TASKS:
1. According to the article on Innisfail building permits, how many permits had the town received for the first eight months of 2020 as of Sept. 8?
2. Retype the Innisfail building permit article from "However, she said" up to and including "than $3 million.", keeping every word and mark the same.

DOCUMENT PASSAGE:
○ ○ ○ ○ ○
Town seeing big jump for home renovations
WEB Innisfail building permit project
Recent construction activity at the Innisfail Ski Hill for a new chalet, one of the few notable commercial type of projects in the town this year. Johnnie Bachusky/MVP Staff

INNISFAIL — Six months after the first shock of the COVID-19 pandemic, a report of building activity in town for the first eight months of the year shows the municipality is holding its own.

Meghan Jenkins, the town’s manager of community planning and sustainability, presented a report to town council at its Sept. 8 agenda and priorities meeting. She said building permit statistics for the first eight months of 2020 showed the town is on track to be close to 2019 end-of-year figures.

“I don’t think we will be far off,” said Jenkins.

She told council that for the first eight months of 2020, the municipality has seen a total building permit value of almost $4.6 million. The total building permit value for the first eight months of 2019 was nearly $7.7 million.

While permit value is respectable, the total number of permits for all types, including residential, commercial and industrial, was less optimistic.

“We are definitely down in permit numbers, for sure,” said Jenkins, noting that as of Sept. 8, the town had received 67 for the first eight months of 2020. “Usually, we would be hitting that number some time in June.”

She said the municipality did not see any “big ticket” building permits in 2020 as it did in recent years, such as one for the $21.5-million Autumn Grove project in 2018, or the new $3.5-million EQUS headquarters last year.

However, she said the commercial activity in the town is still doing “all right,” with the bulk of permits coming for the new $1.5-million, 5,000-square-foot Mainroad Contracting shop in the town’s west end industrial park, the new $385,000 chalet at the Innisfail Ski Hill, as well as internal improvements at NoFrills.

Jenkins said the total commercial building permit value for the first eight months of 2020 was a little more than $3 million.

She said the value of industrial building permits for the same period was $32,200, with no construction activity at all for any institutional projects.

With residential, including renovations, the municipality recorded a little more than $1.5 million worth of building permits for the first eight months of 2020.

Jenkins said stats reveal the town is seeing far more permits for home improvements than in recent years.

“We are already almost double what we did all of last year for those types of projects, in the home renovation, garages decks category,” she said.

For all of 2019, the town recorded building permit values of $459,300 for garages, decks and renovations, while for the first eight months of 2020 there was close to $1.05 million.
○ ○ ○ ○ ○
THE DATA:
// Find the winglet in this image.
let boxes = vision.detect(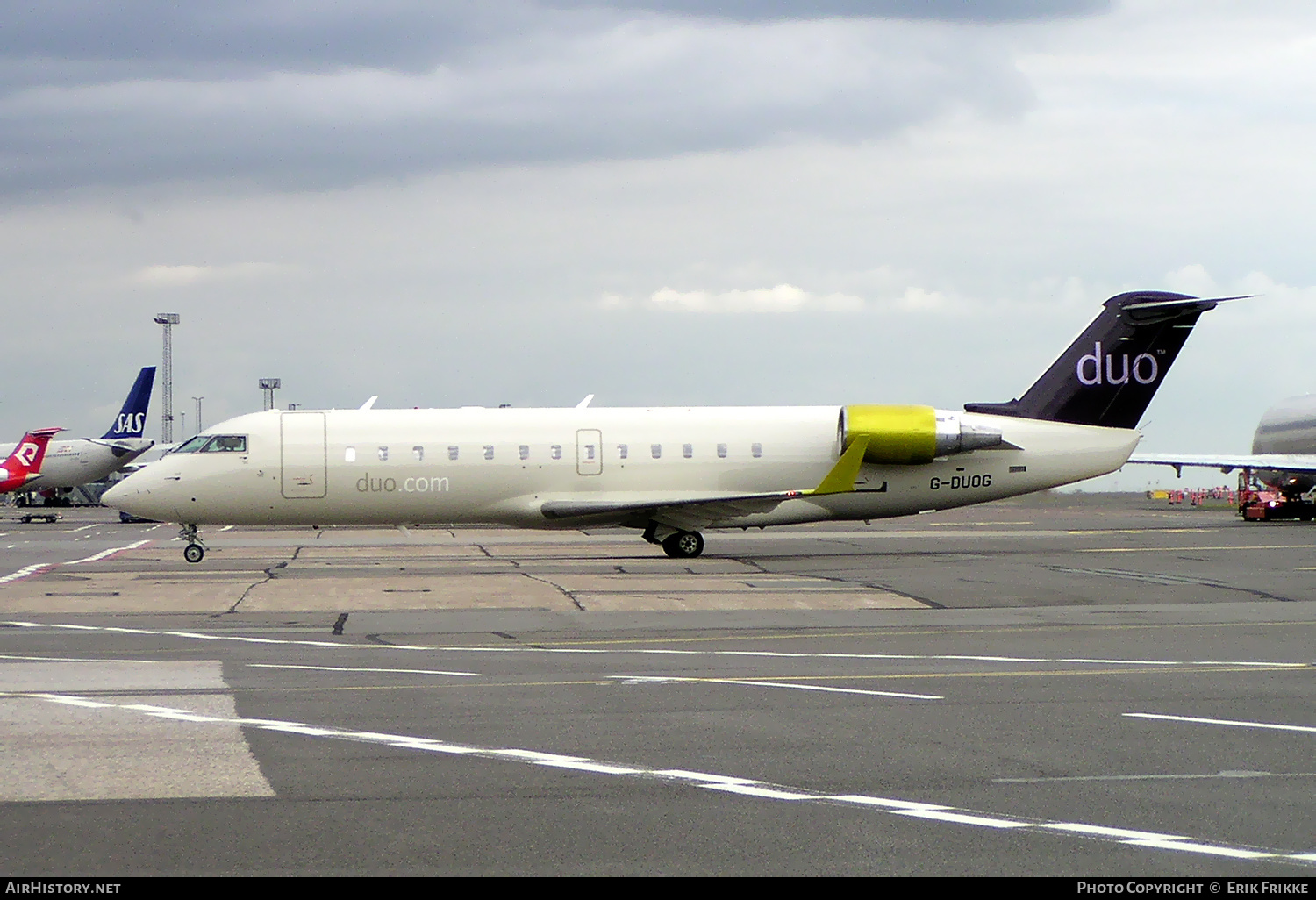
○ ○ ○ ○ ○
ANSWER SECTION:
1. 67 permits.

2.
However, she said the commercial activity in the town is still doing “all right,” with the bulk of permits coming for the new $1.5-million, 5,000-square-foot Mainroad Contracting shop in the town’s west end industrial park, the new $385,000 chalet at the Innisfail Ski Hill, as well as internal improvements at NoFrills.

Jenkins said the total commercial building permit value for the first eight months of 2020 was a little more than $3 million.